Task statement:
Identify each line in the rows below that contains the word "hair", and copy every such line in full.

Input rows:
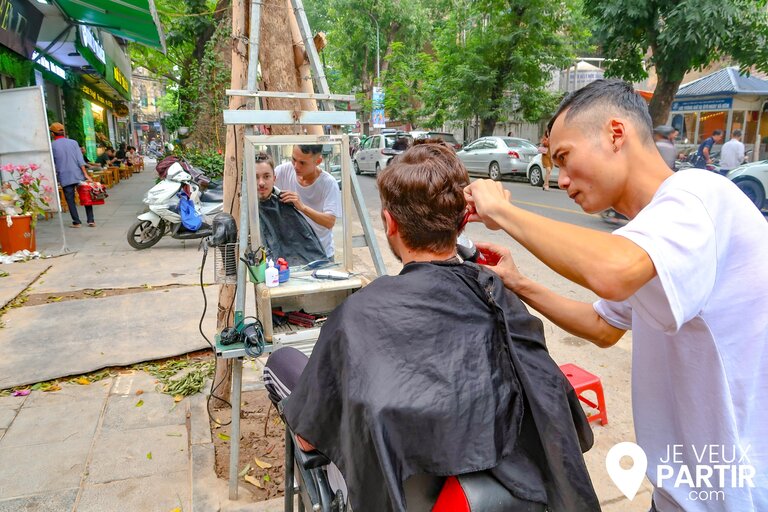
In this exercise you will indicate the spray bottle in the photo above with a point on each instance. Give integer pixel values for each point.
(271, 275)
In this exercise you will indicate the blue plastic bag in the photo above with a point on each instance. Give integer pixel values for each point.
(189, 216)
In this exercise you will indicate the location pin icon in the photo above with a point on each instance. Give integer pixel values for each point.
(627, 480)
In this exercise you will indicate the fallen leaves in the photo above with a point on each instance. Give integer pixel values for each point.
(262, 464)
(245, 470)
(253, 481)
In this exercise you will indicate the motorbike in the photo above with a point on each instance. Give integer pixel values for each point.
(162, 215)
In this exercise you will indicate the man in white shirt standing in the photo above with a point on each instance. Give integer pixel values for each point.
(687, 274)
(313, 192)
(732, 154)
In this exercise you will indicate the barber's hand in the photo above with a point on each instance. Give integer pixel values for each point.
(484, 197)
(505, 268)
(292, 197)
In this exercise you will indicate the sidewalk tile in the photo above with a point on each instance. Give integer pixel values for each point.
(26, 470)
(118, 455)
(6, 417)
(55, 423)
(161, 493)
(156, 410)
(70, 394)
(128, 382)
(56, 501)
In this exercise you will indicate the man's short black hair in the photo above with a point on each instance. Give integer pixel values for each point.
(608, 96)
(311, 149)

* * *

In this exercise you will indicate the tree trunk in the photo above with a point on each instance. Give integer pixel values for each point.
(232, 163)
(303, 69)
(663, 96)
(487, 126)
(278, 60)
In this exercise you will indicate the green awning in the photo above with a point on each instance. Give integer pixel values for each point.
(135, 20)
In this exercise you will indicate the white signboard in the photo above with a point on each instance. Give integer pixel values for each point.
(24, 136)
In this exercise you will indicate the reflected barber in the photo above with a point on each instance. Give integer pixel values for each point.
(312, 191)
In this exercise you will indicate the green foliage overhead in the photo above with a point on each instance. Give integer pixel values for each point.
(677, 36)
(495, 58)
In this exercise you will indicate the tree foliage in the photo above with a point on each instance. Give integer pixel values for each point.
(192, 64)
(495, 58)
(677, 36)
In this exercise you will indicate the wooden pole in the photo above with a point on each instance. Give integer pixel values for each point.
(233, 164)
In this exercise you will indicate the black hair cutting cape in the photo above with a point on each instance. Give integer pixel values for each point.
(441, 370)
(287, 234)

The completed task:
In this exercise you will indicate the man's short black hair in the photo above with a point on each instance. Give integer pixel values for each point.
In this exercise you will indicate the black hair cutting cape in the photo above with a point on each instance. Give integer pixel values for each point.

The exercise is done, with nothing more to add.